» PAGE EXTRACT
First idea for solution:
* Compute the distance between every pair of points.
* Find the minimum.

Drawback is that the time is O(n^2), since there are n(n-1)/2 pairs of
points.

Let's try divide and conquer.

First, we do some preprocessing (only once).

1. xsort := result of using mergesort to sort the list of points in
   increasing order of x-coordinates
2. ysort := result of using mergesort to sort the list of points in
   increasing order of y-coordinates

Then comes the recursive (divide-and-conquer) part of the algorithm.

1. Divide the points into two halves (assume n is a power of 2)
   based on x-coordinates.  Let L be the vertical line that splits the
   points.
2. Recursively compute the pair of nodes to the left of L that have
   the minimum distance, d_L, between them.
   Recursively compute the pair of nodes to the right of L that have
   the minimum distance, d_R, between them.
3. Combining step:  Let d = min(d_L,d_R).  Have to check whether any
   pair of points, one from the left of L and one from the right of L,
   are at distance less than d.

   If there is such a pair of points, then one must be within
   distance d of L on the left and the other must be within
   distance d of L on the right.

   Use xsort to extract just the points that are within distance d of L
   (on either side).  So now we are considering all the points in 
   vertical strip of width 2d centered on L.

   Use ysort to consider the points in the strip in increasing order
   of y coordinate (i.e., start at the bottom and work up).

   For each point p = (x,y), consider all the points p' in the strip on the 
   other side of L whose y-coordinate is in the range y to y+d.
   Compute the distance between p and p' and see if it is less than d,
   and if so, keep track of it.

Running time of this algorithm:
* Preprocessing is O(n log n)
* Let f(n) be the running time of the rest of the algorithm.
  f(n) = 2*f(n/2) + g(n).
* What is g(n)?
  - dividing the points into two halves based on line L takes O(n) time
  - computing d is O(1)
  - extracting points in the strip is O(n)
  - number of points in the strip to be considered in increasing
    order of y-coordinate is at most n
  - given a point p in the strip, for each other point p', the comparison
    is O(1) time.
  - *** how many points p' must p be compared against? ***
    Suppose p is on left.  Since all the points on the right side of L
    are at least d apart from each other, in each quadrant of the
    d x d square on the right side being considered, there is at most
    one point.  Thus p will only need to be compared against at most 4
    other points (a constant number).
  So g(n) is O(n).

By case 2 of the master theorem (a = 2, b = 2, d = 1), we find
that f(n) is O(n log n).  Since the preprocessing also takes O(n log n)
time, the total time is O(n log n), which is significantly better than
the O(n^2) time of the naive approach.

» SHORT TASK A
Could you print the part of the closest-pair notes between "Compute the distance between p" and "rest of the algorithm.", inclusive?

» MATERIAL SHOWN
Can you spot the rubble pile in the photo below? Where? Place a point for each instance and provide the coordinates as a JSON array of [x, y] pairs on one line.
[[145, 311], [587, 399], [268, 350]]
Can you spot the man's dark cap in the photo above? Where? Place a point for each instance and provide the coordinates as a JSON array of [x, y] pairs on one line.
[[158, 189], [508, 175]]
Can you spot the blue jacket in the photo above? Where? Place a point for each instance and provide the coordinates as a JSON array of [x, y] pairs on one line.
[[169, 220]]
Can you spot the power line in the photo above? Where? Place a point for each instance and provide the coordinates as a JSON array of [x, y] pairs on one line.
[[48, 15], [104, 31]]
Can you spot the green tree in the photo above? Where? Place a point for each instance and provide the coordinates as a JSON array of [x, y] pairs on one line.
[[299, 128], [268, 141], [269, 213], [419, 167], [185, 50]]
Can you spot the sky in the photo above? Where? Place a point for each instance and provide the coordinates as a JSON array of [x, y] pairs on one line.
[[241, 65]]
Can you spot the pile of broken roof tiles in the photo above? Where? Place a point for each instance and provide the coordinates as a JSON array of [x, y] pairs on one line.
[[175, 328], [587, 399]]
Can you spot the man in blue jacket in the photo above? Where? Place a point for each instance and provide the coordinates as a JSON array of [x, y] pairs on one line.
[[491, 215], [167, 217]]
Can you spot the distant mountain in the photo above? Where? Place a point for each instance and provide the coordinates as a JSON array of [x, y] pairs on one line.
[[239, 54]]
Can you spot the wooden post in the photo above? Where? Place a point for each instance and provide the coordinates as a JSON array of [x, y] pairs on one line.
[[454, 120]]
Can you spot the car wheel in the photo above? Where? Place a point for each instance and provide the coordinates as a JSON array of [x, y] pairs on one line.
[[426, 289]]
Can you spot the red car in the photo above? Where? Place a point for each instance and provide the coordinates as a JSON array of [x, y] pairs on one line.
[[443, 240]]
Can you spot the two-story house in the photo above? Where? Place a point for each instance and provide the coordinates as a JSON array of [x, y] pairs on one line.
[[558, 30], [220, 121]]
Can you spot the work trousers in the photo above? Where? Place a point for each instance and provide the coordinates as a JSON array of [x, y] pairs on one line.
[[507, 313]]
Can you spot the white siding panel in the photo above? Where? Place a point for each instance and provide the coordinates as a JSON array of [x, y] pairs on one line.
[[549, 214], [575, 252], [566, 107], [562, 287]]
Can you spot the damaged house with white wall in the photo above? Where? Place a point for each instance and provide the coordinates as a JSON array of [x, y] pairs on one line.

» SHORT TASK B
Can you replace "Place a point" with "Put a marker" in the records between the lines holding "Can you spot the sky" and "[[491, 215], [167, 217]]", inclusive, and return only those lines with nothing else changed?

» CORRECT OUTPUT A
Compute the distance between p and p' and see if it is less than d,
   and if so, keep track of it.

Running time of this algorithm:
* Preprocessing is O(n log n)
* Let f(n) be the running time of the rest of the algorithm.

» CORRECT OUTPUT B
Can you spot the sky in the photo above? Where? Put a marker for each instance and provide the coordinates as a JSON array of [x, y] pairs on one line.
[[241, 65]]
Can you spot the pile of broken roof tiles in the photo above? Where? Put a marker for each instance and provide the coordinates as a JSON array of [x, y] pairs on one line.
[[175, 328], [587, 399]]
Can you spot the man in blue jacket in the photo above? Where? Put a marker for each instance and provide the coordinates as a JSON array of [x, y] pairs on one line.
[[491, 215], [167, 217]]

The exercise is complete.